#### [Given records]
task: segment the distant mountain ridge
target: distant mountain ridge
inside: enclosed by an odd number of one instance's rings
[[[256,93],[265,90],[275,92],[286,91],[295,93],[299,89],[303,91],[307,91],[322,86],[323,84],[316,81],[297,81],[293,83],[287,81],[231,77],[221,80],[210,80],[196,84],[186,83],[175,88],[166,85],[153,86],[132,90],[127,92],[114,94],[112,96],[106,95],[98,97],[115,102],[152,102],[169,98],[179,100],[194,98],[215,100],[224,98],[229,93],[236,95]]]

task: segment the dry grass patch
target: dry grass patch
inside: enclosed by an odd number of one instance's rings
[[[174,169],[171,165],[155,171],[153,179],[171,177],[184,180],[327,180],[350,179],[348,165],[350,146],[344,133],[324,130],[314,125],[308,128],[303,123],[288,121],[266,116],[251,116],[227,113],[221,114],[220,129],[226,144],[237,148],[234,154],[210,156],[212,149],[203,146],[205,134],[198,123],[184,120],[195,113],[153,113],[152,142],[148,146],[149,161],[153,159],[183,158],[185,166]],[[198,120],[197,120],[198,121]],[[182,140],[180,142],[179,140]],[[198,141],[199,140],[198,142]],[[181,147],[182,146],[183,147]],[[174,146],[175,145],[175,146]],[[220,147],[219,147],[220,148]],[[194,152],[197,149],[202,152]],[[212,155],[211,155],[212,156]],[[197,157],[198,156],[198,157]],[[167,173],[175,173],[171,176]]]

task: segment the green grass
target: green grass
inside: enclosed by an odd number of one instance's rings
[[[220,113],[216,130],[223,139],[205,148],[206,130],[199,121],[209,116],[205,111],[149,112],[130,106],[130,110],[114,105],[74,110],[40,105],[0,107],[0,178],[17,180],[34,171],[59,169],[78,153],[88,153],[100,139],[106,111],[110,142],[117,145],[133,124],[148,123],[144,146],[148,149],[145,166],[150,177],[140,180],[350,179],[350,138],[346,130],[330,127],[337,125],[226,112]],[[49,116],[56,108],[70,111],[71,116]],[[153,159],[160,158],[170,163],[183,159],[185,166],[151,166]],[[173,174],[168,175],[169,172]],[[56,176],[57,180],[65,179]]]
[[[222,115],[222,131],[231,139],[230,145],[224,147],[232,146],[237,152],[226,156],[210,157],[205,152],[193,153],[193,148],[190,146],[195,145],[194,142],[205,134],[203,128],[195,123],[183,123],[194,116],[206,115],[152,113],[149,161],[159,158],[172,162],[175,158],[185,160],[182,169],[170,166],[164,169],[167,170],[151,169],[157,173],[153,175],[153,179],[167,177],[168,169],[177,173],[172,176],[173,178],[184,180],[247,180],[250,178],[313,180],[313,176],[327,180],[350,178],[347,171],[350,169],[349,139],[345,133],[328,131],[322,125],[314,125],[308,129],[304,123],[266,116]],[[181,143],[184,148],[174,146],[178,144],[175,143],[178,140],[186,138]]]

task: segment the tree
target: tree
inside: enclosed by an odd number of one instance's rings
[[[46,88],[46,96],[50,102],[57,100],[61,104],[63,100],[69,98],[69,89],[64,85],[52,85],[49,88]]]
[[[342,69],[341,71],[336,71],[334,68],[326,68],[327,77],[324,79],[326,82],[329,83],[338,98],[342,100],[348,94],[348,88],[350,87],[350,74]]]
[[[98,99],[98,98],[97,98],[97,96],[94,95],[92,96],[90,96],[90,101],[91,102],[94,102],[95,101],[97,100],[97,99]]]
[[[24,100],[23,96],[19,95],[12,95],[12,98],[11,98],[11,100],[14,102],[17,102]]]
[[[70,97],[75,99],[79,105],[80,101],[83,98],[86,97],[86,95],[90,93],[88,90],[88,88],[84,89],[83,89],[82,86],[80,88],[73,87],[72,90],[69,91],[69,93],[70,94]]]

#### [Task]
What is needed here is an exact reproduction of all the entries.

#### [Exercise answer]
task: segment the distant mountain ridge
target: distant mountain ridge
inside: enclosed by an odd number of one instance's rings
[[[256,93],[265,90],[275,92],[286,91],[295,93],[299,89],[303,91],[307,91],[322,86],[323,84],[316,81],[297,81],[293,83],[287,81],[231,77],[221,80],[210,80],[196,84],[186,83],[175,88],[166,85],[153,86],[132,90],[127,92],[114,94],[112,96],[106,95],[98,97],[115,102],[152,102],[169,98],[179,100],[194,98],[215,100],[224,98],[229,93],[236,95]]]

task: segment the dry grass patch
target: dry grass patch
inside: enclosed by an odd number of one instance's rings
[[[174,169],[171,165],[155,171],[153,179],[171,177],[184,180],[327,180],[350,179],[348,165],[350,146],[344,133],[324,130],[314,125],[308,128],[303,123],[288,121],[266,116],[251,116],[227,113],[221,114],[220,129],[226,144],[237,148],[234,154],[210,156],[212,149],[203,146],[205,134],[198,123],[184,120],[195,113],[153,113],[152,142],[148,146],[149,161],[153,159],[183,158],[185,166]],[[198,120],[197,120],[198,121]],[[182,140],[180,142],[179,140]],[[198,141],[199,140],[198,142]],[[181,147],[182,146],[183,147]],[[174,146],[175,145],[175,146]],[[220,147],[219,147],[220,148]],[[194,152],[197,149],[202,152]],[[212,155],[211,155],[212,156]],[[197,157],[198,156],[198,157]],[[167,173],[175,173],[171,176]]]

task: segment the green grass
target: green grass
inside: enclosed by an odd number of one instance's rings
[[[220,113],[216,130],[223,139],[205,148],[206,130],[199,121],[209,116],[205,111],[149,112],[130,106],[130,110],[114,105],[74,110],[40,105],[0,107],[0,178],[17,180],[34,171],[59,169],[78,153],[88,153],[100,139],[106,111],[110,142],[117,145],[133,124],[148,123],[144,146],[148,149],[145,166],[150,177],[140,180],[350,179],[350,138],[346,130],[330,127],[337,125],[226,112]],[[49,116],[56,108],[70,111],[71,116]],[[153,159],[160,158],[170,163],[183,159],[185,166],[151,166]],[[173,174],[168,175],[169,172]],[[56,176],[57,180],[65,179]]]
[[[222,115],[222,131],[231,139],[230,145],[224,147],[232,146],[237,152],[226,156],[210,157],[205,152],[193,153],[193,148],[190,146],[195,145],[194,142],[205,134],[203,128],[195,123],[183,123],[194,116],[206,115],[152,113],[149,161],[159,158],[172,162],[175,158],[185,160],[182,169],[170,166],[164,169],[167,170],[151,169],[157,173],[153,175],[153,179],[167,177],[168,169],[177,173],[172,176],[173,178],[184,180],[247,180],[250,178],[313,180],[313,176],[327,180],[350,178],[347,171],[350,169],[349,139],[345,133],[328,131],[322,125],[314,125],[308,129],[304,123],[266,116]],[[181,143],[184,148],[174,146],[178,144],[175,143],[178,140],[186,138]]]

task: segment the tree
target: tree
inside: enclosed by an odd number of one instance's rings
[[[46,88],[46,96],[50,102],[57,100],[61,104],[63,100],[69,98],[69,89],[64,85],[52,85],[49,88]]]
[[[342,69],[341,71],[336,71],[334,68],[326,68],[327,77],[324,79],[326,82],[329,83],[338,98],[342,100],[348,94],[348,88],[350,87],[350,74]]]
[[[98,99],[98,98],[97,98],[97,96],[94,95],[92,96],[90,96],[90,101],[91,102],[94,102],[95,101],[97,100],[97,99]]]
[[[24,100],[23,96],[19,95],[12,95],[12,98],[11,98],[11,100],[14,102],[17,102]]]
[[[70,97],[75,99],[79,105],[80,101],[83,98],[86,97],[86,95],[90,93],[88,90],[88,88],[84,89],[83,89],[82,86],[80,88],[73,87],[72,90],[69,91],[69,93],[70,94]]]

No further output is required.